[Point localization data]
-=-=-

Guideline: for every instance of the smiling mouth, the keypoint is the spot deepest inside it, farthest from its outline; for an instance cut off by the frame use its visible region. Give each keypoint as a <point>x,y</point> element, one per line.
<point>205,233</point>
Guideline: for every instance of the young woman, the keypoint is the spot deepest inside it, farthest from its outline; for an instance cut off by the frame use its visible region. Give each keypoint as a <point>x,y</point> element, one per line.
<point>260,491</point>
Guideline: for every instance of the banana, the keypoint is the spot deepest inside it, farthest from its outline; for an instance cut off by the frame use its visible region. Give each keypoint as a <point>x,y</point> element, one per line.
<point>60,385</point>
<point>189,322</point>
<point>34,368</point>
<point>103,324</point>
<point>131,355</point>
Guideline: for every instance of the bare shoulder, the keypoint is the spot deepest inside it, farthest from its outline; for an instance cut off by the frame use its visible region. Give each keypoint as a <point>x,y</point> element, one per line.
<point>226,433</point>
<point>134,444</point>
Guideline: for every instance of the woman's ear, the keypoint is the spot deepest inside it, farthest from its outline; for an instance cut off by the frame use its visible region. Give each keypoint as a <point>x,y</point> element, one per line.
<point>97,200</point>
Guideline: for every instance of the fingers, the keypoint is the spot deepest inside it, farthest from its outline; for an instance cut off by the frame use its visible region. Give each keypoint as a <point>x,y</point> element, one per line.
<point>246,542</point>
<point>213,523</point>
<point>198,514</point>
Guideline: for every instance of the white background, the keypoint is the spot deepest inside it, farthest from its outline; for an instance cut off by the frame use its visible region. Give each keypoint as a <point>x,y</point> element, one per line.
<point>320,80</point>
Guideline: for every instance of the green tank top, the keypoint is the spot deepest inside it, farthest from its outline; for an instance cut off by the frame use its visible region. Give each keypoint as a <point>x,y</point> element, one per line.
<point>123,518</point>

-=-=-

**Requirement:** Please write out the entries exactly, keeping every line intact.

**Written solution:**
Guideline: for every instance of the smiling mouth, the keypoint is the spot deepest inside it, farthest from its outline; for an instance cut off by the frame use its visible region. Give each keypoint as a <point>x,y</point> element, one per line.
<point>205,233</point>
Guideline: for every instance of the young woman, the keypoint is the spot deepest inside it, farthest from its outline; for an instance cut off by the frame use its visible region. Give each keypoint as a <point>x,y</point> element, one per line.
<point>260,491</point>
Guideline: for every instance of the banana, the keypoint is the spot deepest inside it, farthest from its outline; for an instance cut off by the frame use its visible region. Give each keypoint as a <point>x,y</point> element, one per line.
<point>60,385</point>
<point>189,322</point>
<point>34,368</point>
<point>103,324</point>
<point>131,355</point>
Guideline: for every instance of the bare shoulder, the keypoint is the spot deepest inside it, farthest from its outline; for an instance cut off by the frame use its visible region. Give each keypoint as a <point>x,y</point> element, one per line.
<point>226,433</point>
<point>134,444</point>
Guideline: for every instance of the woman's ear, the keypoint is the spot deepest inside it, farthest from its outline; for an instance cut off by the frame use its visible region. Give each keypoint as a <point>x,y</point> element, one per line.
<point>97,200</point>
Guideline: for every instance of the fingers, the keypoint is the spot deepest inside it, farthest from its outline; for an instance cut off by the frame use its visible region. Give each keypoint as a <point>x,y</point> element, one per line.
<point>246,542</point>
<point>213,523</point>
<point>198,514</point>
Guideline: for every instance of the white background, the keypoint is the spot deepest inside it, farthest from its outline; for an instance cut off by the frame use its visible region. Give each keypoint as a <point>x,y</point> element, one per line.
<point>320,80</point>
Guideline: for every instance of the green tank top, the keypoint is the spot deepest inside it, farthest from its outline; for an instance cut off by the frame use its visible region. Give each keypoint as a <point>x,y</point> element, one per line.
<point>123,518</point>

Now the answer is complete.